>> start PASSAGE SHOWN

She ordered-- and I remember this exactly-- four ounces of turkey. Four ounces. Have you ever been to Boston Market? You can get a whole turkey or a half a turkey. You cannot get your turkey in increments that don't reference the animal. There is not a little scale back there between the giant, witch-worthy ovens. You are not ordering a bottle of Enfamil.

The poor server, no doubt praying that this tiny person wasn't going to next request an ounce and a quarter of corn, made a rough turkey estimate and plated it just as the girl's phone started to ring. She reached into a gargantuan Coach tote bag that I am convinced had to be housing a full-size dialysis machine and she pulled out her phone.

And broke up with her boyfriend. On her cell phone. In front of a frighteningly light styrofoam plate of sticky turkey. There was eye rolling, there was huffing, there was the silent denial of any side dishes... it was horrifying. "I just don't want to date you," and "Ugh, God, stop!" were the top two reasons why this relationship had to end on Monday night in a fast food chicken place.

>> end PASSAGE SHOWN
>> start EXTRACTED RECORDS

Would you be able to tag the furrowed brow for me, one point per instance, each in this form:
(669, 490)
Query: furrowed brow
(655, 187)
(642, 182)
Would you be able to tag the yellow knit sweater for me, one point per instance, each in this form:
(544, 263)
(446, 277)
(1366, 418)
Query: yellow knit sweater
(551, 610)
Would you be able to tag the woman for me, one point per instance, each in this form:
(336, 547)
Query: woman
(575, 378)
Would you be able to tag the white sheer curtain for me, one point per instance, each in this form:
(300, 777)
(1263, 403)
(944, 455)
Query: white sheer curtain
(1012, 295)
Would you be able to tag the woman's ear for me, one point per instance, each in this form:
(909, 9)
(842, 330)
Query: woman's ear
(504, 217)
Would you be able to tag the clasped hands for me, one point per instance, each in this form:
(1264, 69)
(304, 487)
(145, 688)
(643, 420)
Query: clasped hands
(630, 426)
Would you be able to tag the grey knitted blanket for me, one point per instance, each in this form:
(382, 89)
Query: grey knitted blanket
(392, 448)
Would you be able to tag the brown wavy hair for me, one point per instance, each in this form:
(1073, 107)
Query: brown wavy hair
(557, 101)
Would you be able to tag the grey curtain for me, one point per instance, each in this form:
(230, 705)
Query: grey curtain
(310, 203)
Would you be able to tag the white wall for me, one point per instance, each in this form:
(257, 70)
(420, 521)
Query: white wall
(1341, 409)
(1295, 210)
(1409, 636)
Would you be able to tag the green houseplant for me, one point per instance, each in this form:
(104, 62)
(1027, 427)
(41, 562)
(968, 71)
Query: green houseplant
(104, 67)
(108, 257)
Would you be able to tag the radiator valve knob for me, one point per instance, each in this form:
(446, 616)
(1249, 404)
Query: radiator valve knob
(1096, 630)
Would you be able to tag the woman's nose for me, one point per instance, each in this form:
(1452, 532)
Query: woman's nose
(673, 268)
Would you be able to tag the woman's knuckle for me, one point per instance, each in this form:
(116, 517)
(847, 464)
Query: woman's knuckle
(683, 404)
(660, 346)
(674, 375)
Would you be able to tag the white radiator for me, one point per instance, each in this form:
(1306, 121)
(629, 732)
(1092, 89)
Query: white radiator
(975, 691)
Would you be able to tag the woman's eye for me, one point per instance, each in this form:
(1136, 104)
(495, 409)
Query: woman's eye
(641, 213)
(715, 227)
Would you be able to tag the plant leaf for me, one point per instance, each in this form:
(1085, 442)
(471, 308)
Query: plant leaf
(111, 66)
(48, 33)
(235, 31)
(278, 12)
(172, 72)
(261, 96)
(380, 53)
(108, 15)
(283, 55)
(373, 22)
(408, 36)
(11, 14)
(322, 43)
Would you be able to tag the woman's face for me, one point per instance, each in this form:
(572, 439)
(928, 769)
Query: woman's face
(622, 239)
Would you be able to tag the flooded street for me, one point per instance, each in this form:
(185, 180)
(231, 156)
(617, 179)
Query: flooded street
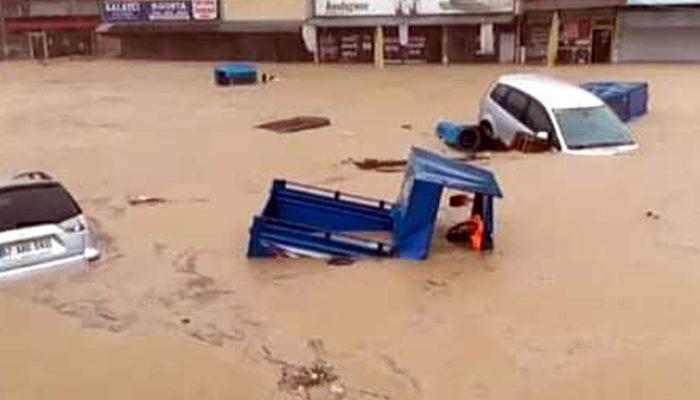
(585, 297)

>> end EXTRACTED RECORDS

SET TASKS.
1. Based on the Boston Market passage, why is an order of four ounces of turkey an odd one to place there? Answer in one to three sentences.
2. Carry on with the Boston Market passage, starting after its last sentence.
The listing isn't needed for anything here.

EXERCISE RESULTS.
1. At Boston Market you can only order a whole turkey or half a turkey, not an amount measured by weight. There is also no scale behind the counter for weighing out four ounces.

2.
And there I was, STILL WAITING FOR MY GODDAMNED CORN. Three or four minutes into her conversation this girl must have realized that I was standing there unabashedly staring at her (Boston Market was at this point completely out of pie) and she turned and looked at me. And as we looked at each other and I started to laugh, she rolled her eyes and gave me the "can you even believe this guy I'm breaking up with over the phone in Boston Market is still talking to me right now?" face. Which is not a face I'm particularly familiar with, FYI, but trust me, you know it when you see it. Turning back toward the buffet, the girl got the server's attention and held the phone into her sad, sad hair.

"Fuck it," she said, exasperated. "Throw some yams on there."

As I left with my corn and my however many ounces is in a whole chicken, she was hanging up her phone and laughing with the server. I wished that I had thought to tell the cashier to add a celebratory fudge brownie to her order, but then I tried to inhale and I remembered that the last brownie was snugly inside my left lung. But I guess it's just as well. I wouldn't want to tax that dialysis machine too hard; it's probably running on a generator or something.
 
Friday, June 23, 2006
  It's easy to find your way around Los Angles... it's all right turns.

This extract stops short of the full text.